#### Study text

As a small child, she was brought into nightclubs to perform at venues wildly inappropriate for someone her age.
Her biographers later wrote that her mother regularly gave her pills to stay awake, and others to help her sleep. It was a routine that would haunt her for the rest of her life.

Speaking with Barbara Walters in 1967, the star said her mother was a “mean” stage mother.
“She was very jealous because she had absolutely no talent,” she said. “She would stand in the wings, and if I didn’t feel good, she’d say, ‘You get out and sing, or I’ll wrap you around the bedpost and break you off short!’ So I’d go out and sing.”
In later years, she would often claim that her mother never her, that she had planned an abortion until a medical student friend convinced her parents otherwise, and even tried to induce a miscarriage.
“She must have rolled down nineteen thousand flights of stairs and jumped off tables,” she would say.
Her mother would also take delight in recounting her schemes and strategies to the neighborhood ladies.

########
#### Data extracts

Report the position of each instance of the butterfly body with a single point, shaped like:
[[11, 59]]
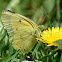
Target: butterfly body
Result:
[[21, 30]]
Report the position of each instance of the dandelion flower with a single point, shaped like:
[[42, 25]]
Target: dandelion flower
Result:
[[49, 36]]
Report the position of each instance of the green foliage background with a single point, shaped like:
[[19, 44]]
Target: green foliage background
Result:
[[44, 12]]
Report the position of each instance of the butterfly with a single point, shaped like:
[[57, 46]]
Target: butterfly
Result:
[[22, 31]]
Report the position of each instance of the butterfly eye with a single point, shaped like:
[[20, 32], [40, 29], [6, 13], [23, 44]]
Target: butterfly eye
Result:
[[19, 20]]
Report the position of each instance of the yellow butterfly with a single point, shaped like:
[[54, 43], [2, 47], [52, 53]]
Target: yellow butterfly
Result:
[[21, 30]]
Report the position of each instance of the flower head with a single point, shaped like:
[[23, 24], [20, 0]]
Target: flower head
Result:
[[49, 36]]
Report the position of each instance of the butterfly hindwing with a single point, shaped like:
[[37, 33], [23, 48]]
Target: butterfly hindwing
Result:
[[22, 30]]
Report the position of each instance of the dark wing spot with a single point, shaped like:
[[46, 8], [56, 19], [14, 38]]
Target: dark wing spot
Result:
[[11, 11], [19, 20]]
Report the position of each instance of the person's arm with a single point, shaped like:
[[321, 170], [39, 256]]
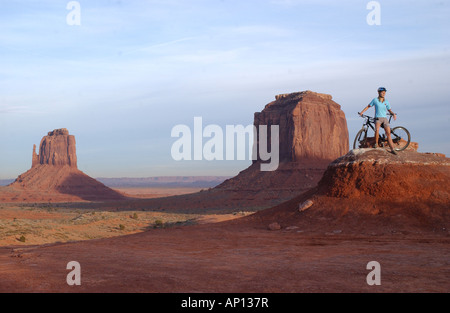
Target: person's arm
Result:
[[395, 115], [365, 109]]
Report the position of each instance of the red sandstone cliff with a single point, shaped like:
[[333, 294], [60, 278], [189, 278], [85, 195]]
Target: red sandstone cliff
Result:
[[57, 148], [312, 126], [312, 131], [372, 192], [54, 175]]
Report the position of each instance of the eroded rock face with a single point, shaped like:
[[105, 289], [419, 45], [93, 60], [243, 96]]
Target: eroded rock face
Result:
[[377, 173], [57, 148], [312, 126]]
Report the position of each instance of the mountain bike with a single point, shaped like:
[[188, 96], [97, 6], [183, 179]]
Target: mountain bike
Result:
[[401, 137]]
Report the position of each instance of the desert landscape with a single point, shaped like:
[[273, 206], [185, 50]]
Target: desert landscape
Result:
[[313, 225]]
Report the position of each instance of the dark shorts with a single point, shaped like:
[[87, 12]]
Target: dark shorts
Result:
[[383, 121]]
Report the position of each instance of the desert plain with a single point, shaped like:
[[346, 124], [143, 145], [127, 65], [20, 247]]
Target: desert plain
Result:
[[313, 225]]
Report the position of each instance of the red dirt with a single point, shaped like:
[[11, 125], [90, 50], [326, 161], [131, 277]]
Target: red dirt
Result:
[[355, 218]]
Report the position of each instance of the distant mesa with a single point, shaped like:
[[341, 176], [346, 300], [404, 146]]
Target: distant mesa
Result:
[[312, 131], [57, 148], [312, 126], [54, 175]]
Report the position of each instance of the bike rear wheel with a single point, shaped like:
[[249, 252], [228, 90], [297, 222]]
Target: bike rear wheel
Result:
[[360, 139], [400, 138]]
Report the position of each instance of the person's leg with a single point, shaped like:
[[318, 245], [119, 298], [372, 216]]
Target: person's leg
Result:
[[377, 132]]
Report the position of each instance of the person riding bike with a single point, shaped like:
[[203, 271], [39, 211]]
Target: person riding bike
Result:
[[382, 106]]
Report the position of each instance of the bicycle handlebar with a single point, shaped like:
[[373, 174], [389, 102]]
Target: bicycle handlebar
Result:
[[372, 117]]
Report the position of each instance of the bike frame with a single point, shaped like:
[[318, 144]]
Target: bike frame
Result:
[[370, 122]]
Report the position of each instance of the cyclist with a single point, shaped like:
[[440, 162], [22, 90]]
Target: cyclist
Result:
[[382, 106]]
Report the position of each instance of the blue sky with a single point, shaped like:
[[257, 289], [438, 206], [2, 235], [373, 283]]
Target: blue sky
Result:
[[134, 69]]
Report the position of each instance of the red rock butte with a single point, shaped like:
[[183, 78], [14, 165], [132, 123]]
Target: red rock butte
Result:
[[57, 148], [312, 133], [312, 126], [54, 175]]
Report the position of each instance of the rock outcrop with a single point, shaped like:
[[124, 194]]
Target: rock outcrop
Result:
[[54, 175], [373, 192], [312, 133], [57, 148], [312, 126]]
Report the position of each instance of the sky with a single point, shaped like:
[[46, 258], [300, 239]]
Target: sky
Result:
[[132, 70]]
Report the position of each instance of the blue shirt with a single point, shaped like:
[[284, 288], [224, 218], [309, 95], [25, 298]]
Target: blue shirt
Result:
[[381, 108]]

########
#### Data extracts

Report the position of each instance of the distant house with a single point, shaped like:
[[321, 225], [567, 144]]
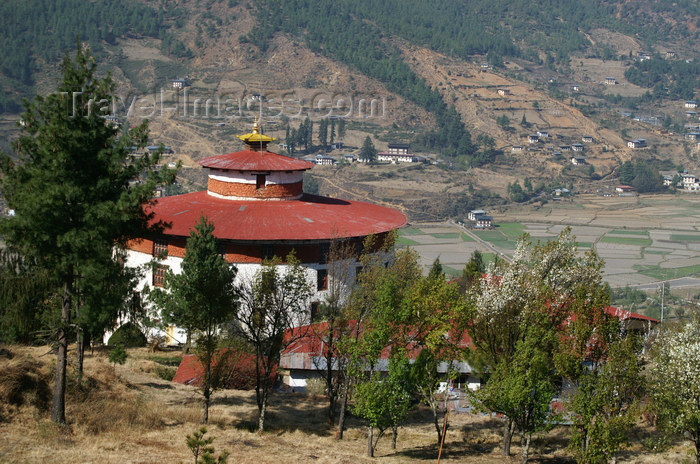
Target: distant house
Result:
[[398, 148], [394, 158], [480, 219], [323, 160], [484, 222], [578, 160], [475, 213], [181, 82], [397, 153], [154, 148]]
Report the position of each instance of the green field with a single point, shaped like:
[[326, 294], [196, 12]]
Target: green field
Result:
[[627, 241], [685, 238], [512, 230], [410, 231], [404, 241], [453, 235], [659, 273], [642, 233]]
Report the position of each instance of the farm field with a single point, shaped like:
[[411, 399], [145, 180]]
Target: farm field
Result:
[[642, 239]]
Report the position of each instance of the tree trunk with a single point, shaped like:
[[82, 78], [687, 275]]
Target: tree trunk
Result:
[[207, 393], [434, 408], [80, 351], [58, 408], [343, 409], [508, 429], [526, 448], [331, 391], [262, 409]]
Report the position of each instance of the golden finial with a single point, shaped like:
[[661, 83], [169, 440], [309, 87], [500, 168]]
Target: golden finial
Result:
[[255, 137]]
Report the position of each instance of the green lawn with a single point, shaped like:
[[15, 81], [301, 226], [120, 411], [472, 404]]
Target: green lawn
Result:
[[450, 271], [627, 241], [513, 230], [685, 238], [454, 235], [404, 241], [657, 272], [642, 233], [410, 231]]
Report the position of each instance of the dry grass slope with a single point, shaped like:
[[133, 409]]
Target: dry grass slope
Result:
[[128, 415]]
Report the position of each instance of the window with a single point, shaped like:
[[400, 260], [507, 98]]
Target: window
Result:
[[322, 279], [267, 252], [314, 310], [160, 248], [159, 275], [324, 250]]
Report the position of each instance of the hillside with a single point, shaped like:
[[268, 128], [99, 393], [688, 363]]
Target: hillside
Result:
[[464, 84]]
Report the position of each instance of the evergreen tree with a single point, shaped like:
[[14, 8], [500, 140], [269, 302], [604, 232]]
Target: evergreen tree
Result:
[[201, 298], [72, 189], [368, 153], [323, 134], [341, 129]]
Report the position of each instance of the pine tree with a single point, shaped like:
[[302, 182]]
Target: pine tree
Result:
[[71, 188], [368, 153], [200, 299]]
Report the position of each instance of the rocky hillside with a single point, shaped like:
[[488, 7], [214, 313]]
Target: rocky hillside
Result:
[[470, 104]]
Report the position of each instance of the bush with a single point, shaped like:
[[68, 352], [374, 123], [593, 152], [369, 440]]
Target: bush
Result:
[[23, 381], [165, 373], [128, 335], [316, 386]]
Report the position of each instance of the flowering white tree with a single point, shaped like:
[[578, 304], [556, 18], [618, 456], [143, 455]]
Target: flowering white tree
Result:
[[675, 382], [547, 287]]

########
#### Data extracts

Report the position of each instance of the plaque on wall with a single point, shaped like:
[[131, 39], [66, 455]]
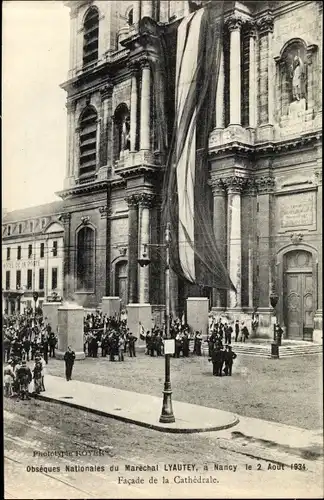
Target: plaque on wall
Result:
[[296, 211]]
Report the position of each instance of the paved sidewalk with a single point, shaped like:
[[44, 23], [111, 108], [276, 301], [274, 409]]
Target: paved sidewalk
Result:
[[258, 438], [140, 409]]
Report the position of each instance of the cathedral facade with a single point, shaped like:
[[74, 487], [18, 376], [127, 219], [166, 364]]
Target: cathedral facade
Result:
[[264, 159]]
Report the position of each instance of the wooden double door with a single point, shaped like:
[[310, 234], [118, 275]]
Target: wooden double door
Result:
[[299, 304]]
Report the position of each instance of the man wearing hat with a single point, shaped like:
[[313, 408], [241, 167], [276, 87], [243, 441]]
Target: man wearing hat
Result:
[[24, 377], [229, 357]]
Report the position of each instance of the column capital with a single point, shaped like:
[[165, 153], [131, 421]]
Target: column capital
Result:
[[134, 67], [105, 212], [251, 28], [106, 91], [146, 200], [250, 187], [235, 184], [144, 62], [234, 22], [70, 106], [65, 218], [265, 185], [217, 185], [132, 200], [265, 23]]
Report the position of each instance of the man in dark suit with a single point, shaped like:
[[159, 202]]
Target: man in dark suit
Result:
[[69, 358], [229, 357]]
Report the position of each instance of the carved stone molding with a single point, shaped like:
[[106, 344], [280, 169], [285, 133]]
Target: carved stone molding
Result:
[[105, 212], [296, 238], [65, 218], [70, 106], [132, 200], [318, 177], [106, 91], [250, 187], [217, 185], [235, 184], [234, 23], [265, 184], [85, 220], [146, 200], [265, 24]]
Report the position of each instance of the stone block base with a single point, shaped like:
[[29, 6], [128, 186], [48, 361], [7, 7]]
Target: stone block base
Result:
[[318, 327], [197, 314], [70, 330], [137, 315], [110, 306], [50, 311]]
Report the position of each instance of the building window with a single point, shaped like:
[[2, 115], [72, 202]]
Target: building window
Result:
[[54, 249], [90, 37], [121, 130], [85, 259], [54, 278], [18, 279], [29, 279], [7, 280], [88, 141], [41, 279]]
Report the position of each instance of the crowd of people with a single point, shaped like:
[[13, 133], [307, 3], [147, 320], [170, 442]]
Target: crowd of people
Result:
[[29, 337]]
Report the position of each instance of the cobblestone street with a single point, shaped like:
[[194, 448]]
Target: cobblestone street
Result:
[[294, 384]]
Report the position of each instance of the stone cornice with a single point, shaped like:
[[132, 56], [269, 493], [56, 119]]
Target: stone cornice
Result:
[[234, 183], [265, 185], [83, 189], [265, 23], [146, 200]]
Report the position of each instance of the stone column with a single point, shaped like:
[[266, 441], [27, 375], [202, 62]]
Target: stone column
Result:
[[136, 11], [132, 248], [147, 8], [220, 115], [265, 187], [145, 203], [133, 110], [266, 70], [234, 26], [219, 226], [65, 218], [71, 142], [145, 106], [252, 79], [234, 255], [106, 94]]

########

◆ Task to carry out ◆
Continue the account above of the singer's childhood and her stage mother, picking up after its last sentence.

◆ Solved exercise ◆
Breakthrough
In 1935, the juvenile signed with MGM. Two years later, she finally appeared on screen when she performed “You Made Me Love You (I Didn’t Want to Do It)” in Broadway Melody. It was the breakthrough she desperately needed. As writer John Fricke explained:
“One movie would be wrapping up and she’d been in rehearsals for the next one. This overlapping went on from the late ‘30s into the early ‘40s.”

Producers worried audiences wouldn’t believe such a small 13-year-old girl could sing the way she did. Still, she kept working. When MGM loaned her out to Fox for Pigskin Parade, her performance was so strong that her home studio finally began giving her real roles.